_What you are asked to do_. Please write out the complete listing that follows, exactly as it reads.

┌─ Data to process

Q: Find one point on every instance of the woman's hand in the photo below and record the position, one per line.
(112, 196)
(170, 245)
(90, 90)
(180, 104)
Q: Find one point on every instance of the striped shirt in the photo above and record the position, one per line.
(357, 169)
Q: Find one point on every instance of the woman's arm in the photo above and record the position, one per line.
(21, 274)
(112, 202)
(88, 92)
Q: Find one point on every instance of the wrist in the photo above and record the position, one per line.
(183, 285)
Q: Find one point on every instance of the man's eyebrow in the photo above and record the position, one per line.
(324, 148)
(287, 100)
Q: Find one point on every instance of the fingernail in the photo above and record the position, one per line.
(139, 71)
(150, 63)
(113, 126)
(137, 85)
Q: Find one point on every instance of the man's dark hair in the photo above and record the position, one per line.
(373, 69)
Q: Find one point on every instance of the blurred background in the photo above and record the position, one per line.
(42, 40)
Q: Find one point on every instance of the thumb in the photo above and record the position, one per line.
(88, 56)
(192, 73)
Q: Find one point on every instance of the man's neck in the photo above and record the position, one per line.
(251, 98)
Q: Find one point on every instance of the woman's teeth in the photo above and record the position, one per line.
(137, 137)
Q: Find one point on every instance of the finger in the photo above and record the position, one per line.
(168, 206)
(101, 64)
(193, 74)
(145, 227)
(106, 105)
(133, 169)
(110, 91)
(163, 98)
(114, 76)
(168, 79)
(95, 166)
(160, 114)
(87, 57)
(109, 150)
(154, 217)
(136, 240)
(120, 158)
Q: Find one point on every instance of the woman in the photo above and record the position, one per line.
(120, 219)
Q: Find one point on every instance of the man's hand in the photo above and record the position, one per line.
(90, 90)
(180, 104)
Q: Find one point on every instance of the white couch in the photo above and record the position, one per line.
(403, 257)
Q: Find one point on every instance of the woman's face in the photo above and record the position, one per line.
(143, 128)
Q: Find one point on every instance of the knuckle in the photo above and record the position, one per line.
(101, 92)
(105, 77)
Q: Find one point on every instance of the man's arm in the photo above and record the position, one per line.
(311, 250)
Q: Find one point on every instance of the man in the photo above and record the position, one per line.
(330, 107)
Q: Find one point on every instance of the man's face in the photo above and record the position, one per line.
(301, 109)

└─

_Exercise solution_.
Q: Find one point on every instance of the woman's hand in the photo below and record the position, one per line.
(112, 196)
(170, 245)
(90, 90)
(180, 104)
Q: Find one point on every instance of the striped shirt in the photo above and record the position, one per line.
(357, 169)
Q: Find one point on every instance of the woman's arm in the photo above and record the position, one per line.
(21, 274)
(112, 202)
(88, 92)
Q: Find one point on every instance of the wrist in the photo above and record the position, one per line.
(183, 285)
Q: Find one point on every instance of the man's eyebrow in the photo above and record the position, one per line.
(324, 148)
(287, 100)
Q: Find one point on every instance of the fingernail in the photo above and record the position, one per line.
(139, 71)
(150, 63)
(113, 126)
(137, 85)
Q: Find one point on every instance of the man's dark hair in the photo above and record the position, one per line.
(373, 69)
Q: Find one point on every instance of the blurred background in the photo above and record the position, one per line.
(42, 40)
Q: Find one point on every instance of the thumb in the photo above and record the position, one per line.
(88, 56)
(192, 73)
Q: Find one point on every instance of the man's neck in the photo above and record the position, one per line.
(251, 98)
Q: Find one point on every instance of the woman's teeth in the photo above and record the position, one per line.
(137, 137)
Q: Find one point on every instance of the finger in the photo above and record the position, one per line.
(168, 206)
(101, 64)
(193, 74)
(145, 227)
(106, 105)
(133, 169)
(110, 91)
(163, 98)
(114, 76)
(168, 79)
(95, 166)
(160, 114)
(87, 57)
(109, 150)
(154, 217)
(136, 240)
(120, 158)
Q: Find one point on every instance of the woman in the photo above and record the position, one per line.
(120, 219)
Q: Find one point on every instance of the man's hand in the photo above and record the position, one per line.
(90, 90)
(180, 104)
Q: Find one point on every instance of the white couch in the photo above and record the position, one per line.
(403, 257)
Q: Find one point on every instance of the woman's face in the photo above and record the position, one per line.
(143, 128)
Q: Find one point on every instance of the knuckle in the photo above and record the position, one per line.
(101, 92)
(105, 77)
Q: Find one point on every instance of the man's arm in the photo above and record the position, one per line.
(311, 250)
Q: Find one point on every instance of the man in the photo above and record the position, one per line.
(330, 107)
Q: Find one point on every instance of the man's face in the photo above and record the position, one per line.
(301, 109)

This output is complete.